Goal a:
In the article on the rise of the ROI marketer, who conducted the survey on how CEOs view CMOs?

━━ Text

THE RISE OF THE “ROI MARKETER”? HELL YES!

Part 2 of 2 To recap from part one: Although their tenure is increasing, CMOs are still the most frequently fired members of the C-S...

31 Jul 2012 4051 Views

 Part 2 of 2

To recap from part one: Although their tenure is increasing, CMOs are still the most frequently fired members of the C-Suite. A survey conducted by the The Fournaise Marketing Group says that CEOs do not trust or take CMOs seriously because “they don’t think enough like business people: they focus too much on the creative, “arty” and “fluffy” side of marketing” and not ROI-focused like other executives.

The only measurement that matters? (Image: Scope Marketing Group)

There is certainly a case to be made that marketing has been too undisciplined for its own good and much room for improvement exists. In fact, marketing can be downright self-indulgent. Historically, ad agencies have served as the chief minions to the CMO. No one needs to enumerate ad agencies excesses. It suffices to say that agency folk have earned a reputation for making cool stuff with too little regard for whether that stuff will make money for their client. I can imagine how steamed a CEO could get as his CMO returns (with a tan) from Cannes clutching a Gold Lion as sales are dropping through the floor.

━━━━
━━ Extracted data

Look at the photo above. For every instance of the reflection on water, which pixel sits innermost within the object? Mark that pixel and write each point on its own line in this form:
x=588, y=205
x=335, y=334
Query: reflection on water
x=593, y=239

━━━━

Goal b:
Quote the records above word for word, reproducing every line of them.

Full response a:
The Fournaise Marketing Group

Full response b:
Look at the photo above. For every instance of the reflection on water, which pixel sits innermost within the object? Mark that pixel and write each point on its own line in this form:
x=588, y=205
x=335, y=334
Query: reflection on water
x=593, y=239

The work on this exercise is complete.